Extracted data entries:
------------
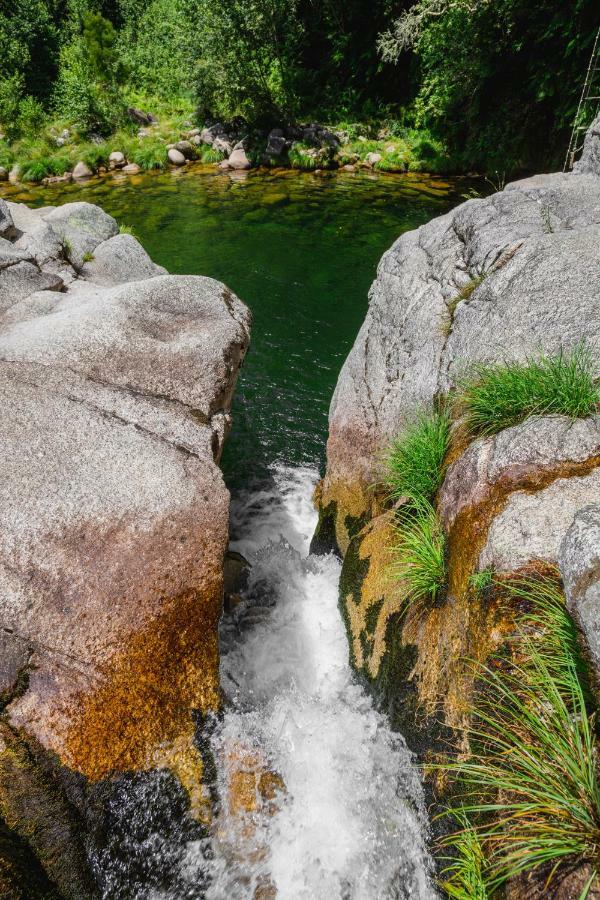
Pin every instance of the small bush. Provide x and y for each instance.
(94, 155)
(419, 555)
(299, 157)
(532, 779)
(464, 878)
(210, 155)
(414, 462)
(150, 155)
(36, 168)
(494, 397)
(482, 581)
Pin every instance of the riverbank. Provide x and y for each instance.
(60, 152)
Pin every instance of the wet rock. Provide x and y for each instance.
(238, 158)
(532, 526)
(7, 225)
(175, 157)
(579, 561)
(116, 396)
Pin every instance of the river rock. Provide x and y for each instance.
------------
WHAT IS BEING ASKED: Can you rewrite all the rows above with "instance" changed to "occurrence" and nothing else altered? Leave the pictures out.

RESPONSE:
Pin every occurrence of the small bush. Provide x and y for each occurrence.
(94, 155)
(419, 555)
(299, 157)
(532, 779)
(464, 878)
(210, 155)
(414, 462)
(150, 155)
(36, 168)
(494, 397)
(482, 581)
Pin every occurrence of the riverbank. Provide x and y for each occurrence.
(60, 152)
Pin every occurrence of the wet rock. Provide x and y for each occurrence.
(238, 158)
(532, 526)
(7, 225)
(175, 157)
(579, 561)
(116, 396)
Pin every occurrence of the river rock. Provide x and y for each occurrence.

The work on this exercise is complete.